# streamer du DVD (repertoire VIDEO_TS) ou Mac Mini ?



## Anonyme (26 Février 2008)

bonsoir

voici mon probleme
j'ai recemment quitte la france pour mon boulot
pour ne pas renoncer a ma DVDtheque, j'ai tout rippe sur mon DD (plus de 200 DVD)
ou que j'aille je voudrais pouvoir les regarder a nouveau sur une grande tele 

j'envisage l'achat d'un AppleTV que je hackerai par la suite
j'ai pu notamment lire que l'AppleTV savait lire les divx (mais comme je suis maniaque et que j'aime la qualite, je ne vais pas transformer mes DVD en divx, mais bien les garder en format DVD)

mais ma question est:

une fois hacke, est il possible de streamer du DVD (donc le repertoire VIDEO_TS) via l'AppleTV ?

ou vaut mieux t-il m'acheter un Mac Mini auquel j'ajouterai un DD externe, le tout a brancher sur la tele ?

merci


----------



## Arlequin (26 Février 2008)

Bonjour, 

quel ordi possède tu ? 
quelle TV ? 

il est clair que l'option mac mini + DD externe fonctionne trèèèès bien..... je viens de terminer ce genre d'install chez moi...... mais c'est un budget à prévoir ! 

sinon, au plus simple, frontrow permet de lire des dossiers video-ts, il ne te reste qu'à brancher ton mac à la TV et à ton ampli.... mais je ne peux être plus précis sans savoir quel est ton matos ! 

à +


----------



## Nicofieu (5 Juillet 2008)

up pour ce post

Avec sapphire et nitotv c'est supposé fonctionner mais comment ?

Merci


----------



## Anonyme (5 Juillet 2008)

Arlequin a dit:


> sinon, au plus simple, frontrow permet de lire des dossiers video-ts, il ne te reste qu'à brancher ton mac à la TV et à ton ampli.... mais je ne peux être plus précis sans savoir quel est ton matos !
> 
> à +



si c'est pour brancher le mac a la tele, je vois a quoi sert l'atv dans ce cas


----------

**DONNÉES FOURNIES**
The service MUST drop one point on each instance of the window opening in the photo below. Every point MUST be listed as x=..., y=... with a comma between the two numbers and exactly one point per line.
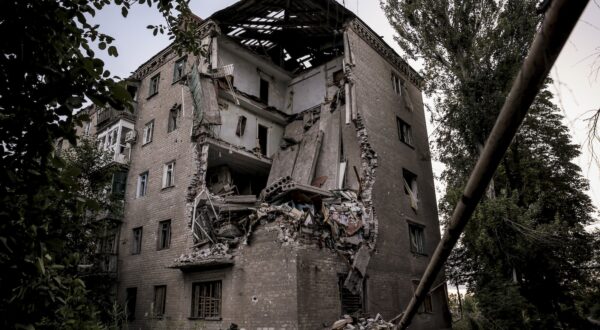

**CONSIGNE**
Traduisez en anglais cette phrase de l'extrait : « j'envisage l'achat d'un AppleTV que je hackerai par la suite ».

**RÉPONSE**
I'm thinking about buying an AppleTV, which I'll hack later on.